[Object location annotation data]
_ _ _ _ _

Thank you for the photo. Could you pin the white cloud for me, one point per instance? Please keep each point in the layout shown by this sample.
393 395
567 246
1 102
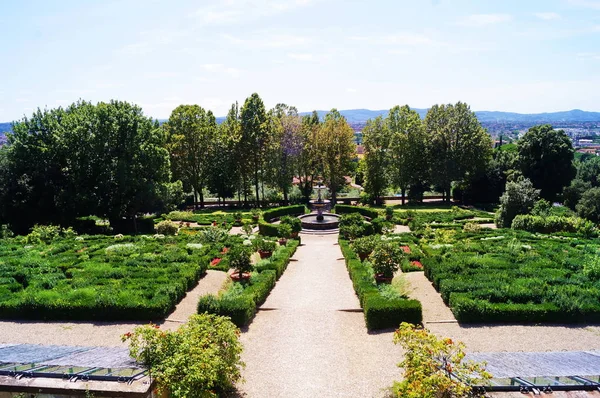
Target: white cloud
547 16
233 11
301 56
480 20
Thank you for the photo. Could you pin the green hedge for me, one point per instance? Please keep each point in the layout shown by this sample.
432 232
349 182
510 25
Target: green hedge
365 211
296 210
553 224
242 306
380 312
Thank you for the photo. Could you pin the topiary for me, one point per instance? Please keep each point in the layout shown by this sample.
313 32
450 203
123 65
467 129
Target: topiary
167 227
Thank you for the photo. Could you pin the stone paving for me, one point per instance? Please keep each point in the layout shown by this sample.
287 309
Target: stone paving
309 340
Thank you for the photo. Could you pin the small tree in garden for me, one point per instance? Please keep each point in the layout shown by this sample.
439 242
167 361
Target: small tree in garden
386 259
434 367
519 198
200 359
239 259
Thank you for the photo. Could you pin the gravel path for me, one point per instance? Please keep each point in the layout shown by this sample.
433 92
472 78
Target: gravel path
499 338
105 334
303 344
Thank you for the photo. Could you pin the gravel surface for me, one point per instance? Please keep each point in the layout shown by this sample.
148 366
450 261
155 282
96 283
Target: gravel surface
303 344
107 334
499 338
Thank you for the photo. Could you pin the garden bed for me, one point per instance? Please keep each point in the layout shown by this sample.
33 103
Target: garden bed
97 278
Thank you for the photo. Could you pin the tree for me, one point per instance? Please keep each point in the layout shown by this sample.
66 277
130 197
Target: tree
192 132
308 161
407 148
376 141
546 158
254 136
457 145
286 147
519 198
336 145
589 205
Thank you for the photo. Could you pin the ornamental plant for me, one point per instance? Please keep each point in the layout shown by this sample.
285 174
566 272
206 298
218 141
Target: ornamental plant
167 227
239 259
386 259
200 359
434 367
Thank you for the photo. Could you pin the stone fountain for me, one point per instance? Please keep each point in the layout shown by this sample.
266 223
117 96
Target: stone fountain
321 220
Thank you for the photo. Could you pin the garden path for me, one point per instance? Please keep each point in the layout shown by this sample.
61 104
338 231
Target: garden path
104 334
309 338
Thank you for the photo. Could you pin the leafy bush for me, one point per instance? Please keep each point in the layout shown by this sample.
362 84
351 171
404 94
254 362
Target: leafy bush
294 222
519 198
201 358
434 367
167 227
365 211
296 210
386 259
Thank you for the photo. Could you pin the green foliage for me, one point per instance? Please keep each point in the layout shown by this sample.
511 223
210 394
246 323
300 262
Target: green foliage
201 359
589 205
239 302
239 259
546 158
100 277
296 210
386 258
553 224
365 211
434 367
381 311
519 198
167 227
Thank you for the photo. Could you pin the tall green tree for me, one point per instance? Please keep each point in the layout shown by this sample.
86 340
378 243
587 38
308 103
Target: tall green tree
457 145
376 141
308 163
192 133
285 148
407 148
254 137
335 141
546 158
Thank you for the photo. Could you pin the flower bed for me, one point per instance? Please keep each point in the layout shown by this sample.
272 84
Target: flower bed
240 300
101 277
381 311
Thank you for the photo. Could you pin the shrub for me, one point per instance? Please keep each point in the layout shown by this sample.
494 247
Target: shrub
277 212
167 227
386 259
434 367
294 222
284 231
519 198
201 358
365 211
239 259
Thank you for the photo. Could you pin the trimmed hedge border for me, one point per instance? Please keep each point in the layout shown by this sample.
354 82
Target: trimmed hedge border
295 210
380 312
365 211
241 309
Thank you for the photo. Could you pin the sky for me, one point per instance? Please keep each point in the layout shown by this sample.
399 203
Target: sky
524 56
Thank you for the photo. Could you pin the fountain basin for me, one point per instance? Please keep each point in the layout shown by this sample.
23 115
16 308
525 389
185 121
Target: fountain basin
311 221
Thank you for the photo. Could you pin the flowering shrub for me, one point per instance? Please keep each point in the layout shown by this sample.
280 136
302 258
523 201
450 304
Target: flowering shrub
200 359
430 363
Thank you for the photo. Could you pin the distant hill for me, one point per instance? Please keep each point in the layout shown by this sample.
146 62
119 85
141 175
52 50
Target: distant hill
576 115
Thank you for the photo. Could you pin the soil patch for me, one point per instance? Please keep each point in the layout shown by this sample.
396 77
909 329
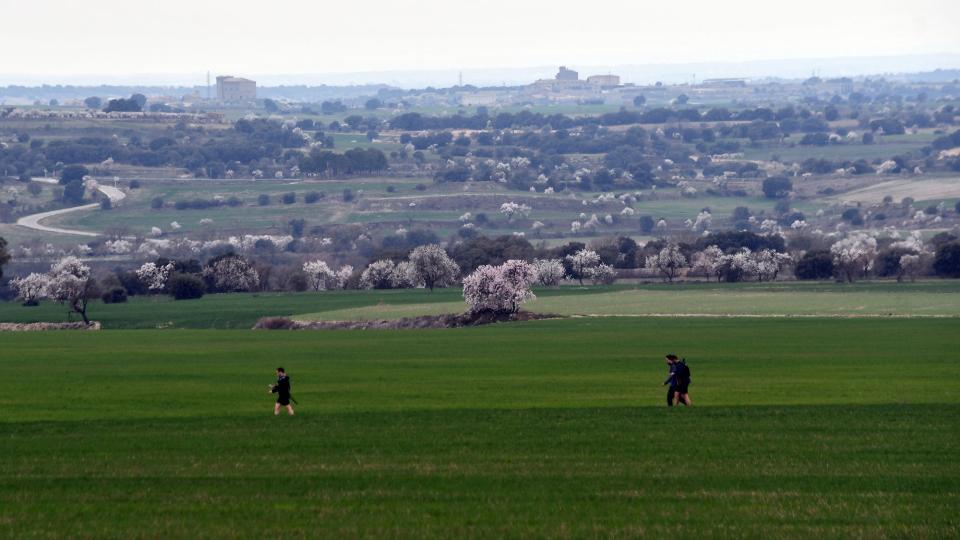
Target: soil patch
424 321
37 327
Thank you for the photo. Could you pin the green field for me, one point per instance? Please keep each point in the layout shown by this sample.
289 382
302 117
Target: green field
240 311
925 299
828 428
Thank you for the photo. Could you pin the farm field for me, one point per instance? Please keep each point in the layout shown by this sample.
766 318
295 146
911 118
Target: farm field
800 428
241 311
439 204
932 299
884 148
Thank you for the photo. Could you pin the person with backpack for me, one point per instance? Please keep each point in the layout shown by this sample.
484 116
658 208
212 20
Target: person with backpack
282 389
671 381
682 378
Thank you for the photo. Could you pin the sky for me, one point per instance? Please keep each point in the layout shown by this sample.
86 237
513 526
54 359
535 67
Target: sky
63 40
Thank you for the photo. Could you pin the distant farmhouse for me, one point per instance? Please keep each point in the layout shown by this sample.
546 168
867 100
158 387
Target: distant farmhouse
604 81
567 74
235 89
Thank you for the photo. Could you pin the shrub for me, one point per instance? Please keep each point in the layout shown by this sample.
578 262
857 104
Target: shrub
275 323
777 187
947 261
186 286
117 295
815 265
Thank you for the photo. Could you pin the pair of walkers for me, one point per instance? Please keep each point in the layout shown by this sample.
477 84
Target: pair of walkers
677 381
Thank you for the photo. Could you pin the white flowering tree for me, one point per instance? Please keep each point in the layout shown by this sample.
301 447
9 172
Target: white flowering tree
378 275
738 266
71 284
320 276
431 266
910 266
703 222
668 262
603 274
403 276
232 273
854 255
550 272
500 290
581 262
708 262
154 277
31 289
768 263
512 209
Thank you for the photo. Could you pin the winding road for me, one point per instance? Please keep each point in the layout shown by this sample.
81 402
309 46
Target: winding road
33 220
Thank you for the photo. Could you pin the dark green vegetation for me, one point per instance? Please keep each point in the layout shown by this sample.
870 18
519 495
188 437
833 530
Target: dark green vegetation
241 310
829 428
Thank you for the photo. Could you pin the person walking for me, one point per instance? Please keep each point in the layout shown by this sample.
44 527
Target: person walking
282 389
682 378
671 381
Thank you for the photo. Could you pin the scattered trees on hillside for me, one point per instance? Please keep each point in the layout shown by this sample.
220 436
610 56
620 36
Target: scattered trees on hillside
853 256
550 272
581 263
431 266
499 290
231 273
68 282
30 289
669 261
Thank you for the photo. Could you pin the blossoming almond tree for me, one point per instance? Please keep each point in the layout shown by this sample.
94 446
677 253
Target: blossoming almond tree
153 276
31 288
550 272
581 262
431 266
854 255
499 290
71 284
378 275
320 276
668 262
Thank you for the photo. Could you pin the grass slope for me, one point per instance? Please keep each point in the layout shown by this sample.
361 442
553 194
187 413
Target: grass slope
548 429
929 298
934 298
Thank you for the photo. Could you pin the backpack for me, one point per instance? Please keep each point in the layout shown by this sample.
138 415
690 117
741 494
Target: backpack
683 371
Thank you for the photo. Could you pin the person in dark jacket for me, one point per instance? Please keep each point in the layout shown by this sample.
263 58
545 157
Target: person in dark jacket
671 382
681 375
282 390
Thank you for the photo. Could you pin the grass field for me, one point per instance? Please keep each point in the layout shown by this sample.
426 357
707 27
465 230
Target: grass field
828 428
241 311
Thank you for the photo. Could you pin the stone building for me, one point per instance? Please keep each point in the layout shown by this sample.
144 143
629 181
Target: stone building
235 89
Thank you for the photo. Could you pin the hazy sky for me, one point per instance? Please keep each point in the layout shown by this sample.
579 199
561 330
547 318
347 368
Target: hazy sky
62 38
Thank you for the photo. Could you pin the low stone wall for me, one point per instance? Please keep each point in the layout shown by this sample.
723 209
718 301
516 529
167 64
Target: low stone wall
37 327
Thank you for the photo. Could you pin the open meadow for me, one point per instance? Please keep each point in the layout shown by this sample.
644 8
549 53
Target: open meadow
817 426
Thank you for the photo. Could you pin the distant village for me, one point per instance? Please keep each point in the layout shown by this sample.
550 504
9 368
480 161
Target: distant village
567 87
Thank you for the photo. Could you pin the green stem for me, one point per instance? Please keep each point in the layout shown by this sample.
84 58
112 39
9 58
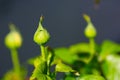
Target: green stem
43 52
15 61
92 46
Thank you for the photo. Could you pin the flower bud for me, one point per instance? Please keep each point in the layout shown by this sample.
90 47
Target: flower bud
13 39
41 36
90 30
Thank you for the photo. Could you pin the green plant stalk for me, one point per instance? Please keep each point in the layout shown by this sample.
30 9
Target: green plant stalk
43 52
44 56
15 61
92 48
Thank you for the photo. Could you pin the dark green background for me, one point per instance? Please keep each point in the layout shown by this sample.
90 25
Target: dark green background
63 19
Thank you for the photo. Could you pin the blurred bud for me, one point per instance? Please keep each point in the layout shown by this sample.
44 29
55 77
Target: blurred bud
90 30
13 39
41 36
37 62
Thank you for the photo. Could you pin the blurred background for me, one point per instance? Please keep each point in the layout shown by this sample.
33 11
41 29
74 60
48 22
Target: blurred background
63 20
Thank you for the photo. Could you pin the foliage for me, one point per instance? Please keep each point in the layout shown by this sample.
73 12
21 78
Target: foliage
80 61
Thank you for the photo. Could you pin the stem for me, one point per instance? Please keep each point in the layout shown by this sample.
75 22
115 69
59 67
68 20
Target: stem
15 61
92 46
43 52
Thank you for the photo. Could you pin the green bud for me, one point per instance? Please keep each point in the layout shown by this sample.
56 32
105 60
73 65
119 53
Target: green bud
41 36
13 39
90 30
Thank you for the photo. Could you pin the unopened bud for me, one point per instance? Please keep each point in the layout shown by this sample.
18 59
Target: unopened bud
90 30
41 36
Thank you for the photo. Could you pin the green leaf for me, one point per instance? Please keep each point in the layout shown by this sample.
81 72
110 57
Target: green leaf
60 67
40 68
82 50
79 48
31 60
41 77
65 55
108 47
91 77
111 67
70 78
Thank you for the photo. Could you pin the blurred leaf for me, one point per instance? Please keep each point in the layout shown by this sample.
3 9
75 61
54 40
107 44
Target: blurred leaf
82 50
60 67
11 75
111 67
70 78
41 77
31 60
40 68
65 55
108 47
92 77
79 48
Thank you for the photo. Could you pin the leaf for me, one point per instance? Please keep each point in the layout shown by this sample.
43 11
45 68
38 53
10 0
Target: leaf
111 67
40 68
41 77
108 47
79 48
60 67
82 50
65 55
91 77
70 78
31 60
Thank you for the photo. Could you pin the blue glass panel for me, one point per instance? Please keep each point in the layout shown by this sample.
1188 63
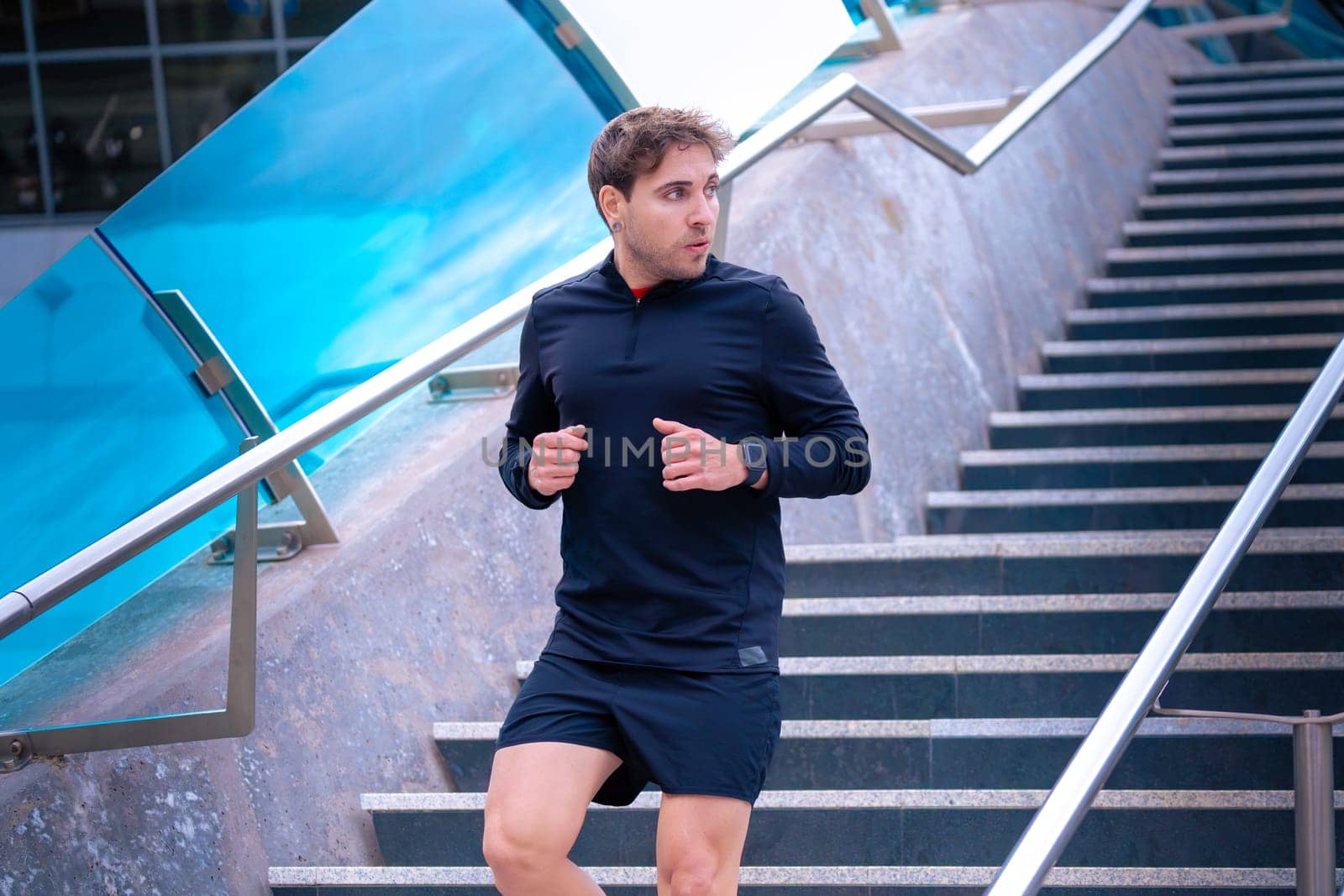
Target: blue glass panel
335 224
100 419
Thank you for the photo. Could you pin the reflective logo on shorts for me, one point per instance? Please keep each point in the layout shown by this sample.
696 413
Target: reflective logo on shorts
752 656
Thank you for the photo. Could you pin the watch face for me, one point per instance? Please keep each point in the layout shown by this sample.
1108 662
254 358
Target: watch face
754 453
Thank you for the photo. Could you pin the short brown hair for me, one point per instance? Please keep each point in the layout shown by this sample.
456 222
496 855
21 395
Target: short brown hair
635 141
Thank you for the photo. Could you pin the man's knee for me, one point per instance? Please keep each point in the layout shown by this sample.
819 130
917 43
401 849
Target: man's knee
696 878
514 852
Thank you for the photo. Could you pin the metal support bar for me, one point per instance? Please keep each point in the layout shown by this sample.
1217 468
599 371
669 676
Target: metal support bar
1050 829
470 383
719 246
1314 779
1314 806
953 114
1233 24
218 374
1236 24
864 46
237 719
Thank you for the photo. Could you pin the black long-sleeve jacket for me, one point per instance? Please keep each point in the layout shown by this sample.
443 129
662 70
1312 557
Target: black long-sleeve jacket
690 579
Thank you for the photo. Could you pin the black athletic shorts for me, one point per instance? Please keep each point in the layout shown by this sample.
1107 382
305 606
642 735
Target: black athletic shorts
690 732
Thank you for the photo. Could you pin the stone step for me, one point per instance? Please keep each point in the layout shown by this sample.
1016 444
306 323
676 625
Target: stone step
1260 70
1206 318
1200 354
1198 425
1257 132
941 828
1167 754
1139 465
1189 288
1121 508
795 880
1328 201
1055 684
1307 152
1058 562
1320 255
1200 181
1198 231
1163 389
1035 624
1301 87
1247 112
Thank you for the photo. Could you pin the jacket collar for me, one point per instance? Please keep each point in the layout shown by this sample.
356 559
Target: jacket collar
608 269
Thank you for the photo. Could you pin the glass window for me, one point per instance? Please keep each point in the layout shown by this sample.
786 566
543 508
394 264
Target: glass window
187 20
318 19
101 132
19 187
205 90
76 463
11 27
66 24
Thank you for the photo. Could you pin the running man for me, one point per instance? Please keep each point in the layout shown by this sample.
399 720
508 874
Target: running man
671 398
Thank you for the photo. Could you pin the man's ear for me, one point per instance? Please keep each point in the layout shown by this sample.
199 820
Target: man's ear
609 199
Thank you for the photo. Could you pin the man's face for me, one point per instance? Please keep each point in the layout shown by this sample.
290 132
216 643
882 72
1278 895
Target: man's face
672 212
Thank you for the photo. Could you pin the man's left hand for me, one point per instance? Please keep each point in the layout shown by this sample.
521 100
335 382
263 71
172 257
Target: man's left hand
696 459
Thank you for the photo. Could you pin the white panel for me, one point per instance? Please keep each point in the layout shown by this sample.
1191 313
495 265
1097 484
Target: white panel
732 58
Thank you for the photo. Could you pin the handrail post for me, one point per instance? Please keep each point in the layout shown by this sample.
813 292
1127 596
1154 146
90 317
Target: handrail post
1314 782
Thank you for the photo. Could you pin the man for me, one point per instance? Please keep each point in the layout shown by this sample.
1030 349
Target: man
654 396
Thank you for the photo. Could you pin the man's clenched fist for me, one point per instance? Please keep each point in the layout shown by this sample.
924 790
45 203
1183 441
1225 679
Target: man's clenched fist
696 459
555 458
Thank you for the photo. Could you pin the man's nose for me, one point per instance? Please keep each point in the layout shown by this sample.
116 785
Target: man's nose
702 212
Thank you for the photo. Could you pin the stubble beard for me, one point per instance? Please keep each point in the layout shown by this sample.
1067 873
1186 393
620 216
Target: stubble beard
663 265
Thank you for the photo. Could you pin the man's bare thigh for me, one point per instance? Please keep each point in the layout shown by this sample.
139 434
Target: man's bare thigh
541 790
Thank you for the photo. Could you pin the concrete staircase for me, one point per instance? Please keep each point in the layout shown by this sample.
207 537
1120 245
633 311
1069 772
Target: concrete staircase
936 685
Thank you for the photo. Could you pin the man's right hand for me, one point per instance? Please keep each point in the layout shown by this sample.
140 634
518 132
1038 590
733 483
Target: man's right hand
555 458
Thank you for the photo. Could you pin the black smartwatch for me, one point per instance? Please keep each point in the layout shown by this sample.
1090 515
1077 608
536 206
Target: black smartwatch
753 456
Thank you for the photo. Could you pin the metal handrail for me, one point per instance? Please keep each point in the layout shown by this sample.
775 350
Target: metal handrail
1053 825
155 524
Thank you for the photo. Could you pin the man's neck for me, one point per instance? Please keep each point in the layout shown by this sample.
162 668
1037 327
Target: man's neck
631 273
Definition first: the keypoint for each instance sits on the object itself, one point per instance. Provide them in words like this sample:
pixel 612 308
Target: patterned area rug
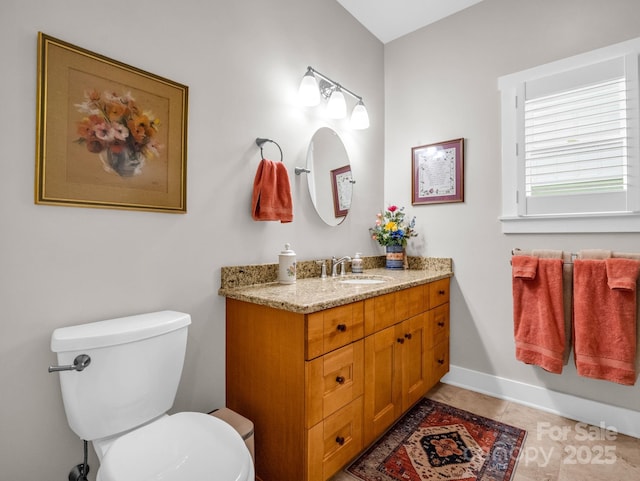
pixel 434 441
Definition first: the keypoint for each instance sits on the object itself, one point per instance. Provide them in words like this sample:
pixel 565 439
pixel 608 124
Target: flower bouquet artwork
pixel 392 230
pixel 108 135
pixel 119 131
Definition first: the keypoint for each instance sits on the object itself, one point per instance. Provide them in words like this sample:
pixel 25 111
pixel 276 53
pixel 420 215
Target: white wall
pixel 59 266
pixel 441 84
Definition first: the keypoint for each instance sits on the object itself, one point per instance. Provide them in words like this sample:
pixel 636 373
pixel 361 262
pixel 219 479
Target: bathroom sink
pixel 363 280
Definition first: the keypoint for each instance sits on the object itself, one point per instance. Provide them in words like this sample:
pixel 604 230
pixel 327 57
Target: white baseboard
pixel 625 421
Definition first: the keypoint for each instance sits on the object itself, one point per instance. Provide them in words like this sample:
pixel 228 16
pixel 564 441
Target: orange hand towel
pixel 605 319
pixel 538 312
pixel 272 193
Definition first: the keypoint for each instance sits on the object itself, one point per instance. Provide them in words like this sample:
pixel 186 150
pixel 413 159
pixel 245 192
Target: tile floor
pixel 556 448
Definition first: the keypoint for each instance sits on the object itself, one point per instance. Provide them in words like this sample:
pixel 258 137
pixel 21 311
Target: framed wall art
pixel 342 187
pixel 108 135
pixel 437 174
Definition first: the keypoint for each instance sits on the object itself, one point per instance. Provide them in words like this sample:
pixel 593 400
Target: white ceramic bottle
pixel 287 270
pixel 356 264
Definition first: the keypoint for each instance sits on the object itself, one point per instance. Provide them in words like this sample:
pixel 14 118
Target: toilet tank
pixel 136 364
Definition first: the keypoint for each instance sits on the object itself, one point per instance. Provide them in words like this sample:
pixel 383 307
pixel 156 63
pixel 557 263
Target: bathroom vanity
pixel 324 367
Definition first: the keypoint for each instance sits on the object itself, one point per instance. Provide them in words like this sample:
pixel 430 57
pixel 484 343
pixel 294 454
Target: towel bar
pixel 260 142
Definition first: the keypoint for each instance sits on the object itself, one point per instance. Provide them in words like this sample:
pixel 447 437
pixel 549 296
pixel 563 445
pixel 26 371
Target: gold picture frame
pixel 437 173
pixel 108 135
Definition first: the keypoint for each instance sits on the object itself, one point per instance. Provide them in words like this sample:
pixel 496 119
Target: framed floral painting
pixel 108 135
pixel 437 174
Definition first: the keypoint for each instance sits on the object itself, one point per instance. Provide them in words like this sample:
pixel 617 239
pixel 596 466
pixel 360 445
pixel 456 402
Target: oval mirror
pixel 330 180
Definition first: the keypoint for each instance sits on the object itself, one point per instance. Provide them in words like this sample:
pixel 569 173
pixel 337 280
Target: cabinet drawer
pixel 440 360
pixel 333 328
pixel 333 381
pixel 438 325
pixel 438 293
pixel 379 313
pixel 411 302
pixel 333 442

_ _ _ _ _

▶ **GOAL**: Gather every line from the data above that contains the word "tall", and copy each one.

▶ **RESULT**:
Thank you for the photo. Could you pin the tall green tree for me, one point per instance? Please keep each point in the layout shown by this sample.
Target: tall green tree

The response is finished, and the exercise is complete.